§ Exercise directions
Reproduce every entry exactly as shown.

§ Data supplied
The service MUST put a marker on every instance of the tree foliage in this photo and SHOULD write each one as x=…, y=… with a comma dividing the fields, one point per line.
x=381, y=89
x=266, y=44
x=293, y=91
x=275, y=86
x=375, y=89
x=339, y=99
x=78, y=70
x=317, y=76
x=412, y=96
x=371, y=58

§ Solution for this exercise
The service MUST put a marker on every instance of the tree foliage in this photo and SHOULD write each one as x=…, y=… with a comma dividing the fields, one point per line.
x=381, y=89
x=266, y=44
x=293, y=91
x=275, y=86
x=375, y=89
x=339, y=99
x=78, y=70
x=317, y=76
x=412, y=96
x=371, y=58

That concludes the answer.